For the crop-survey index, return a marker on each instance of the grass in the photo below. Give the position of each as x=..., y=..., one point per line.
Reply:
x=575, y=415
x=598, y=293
#####
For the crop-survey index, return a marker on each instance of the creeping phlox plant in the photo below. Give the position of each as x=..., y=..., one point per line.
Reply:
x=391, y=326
#####
Work item
In how many lines of the records does the string "instance" occur? Answer with the number alone.

Solved exercise
2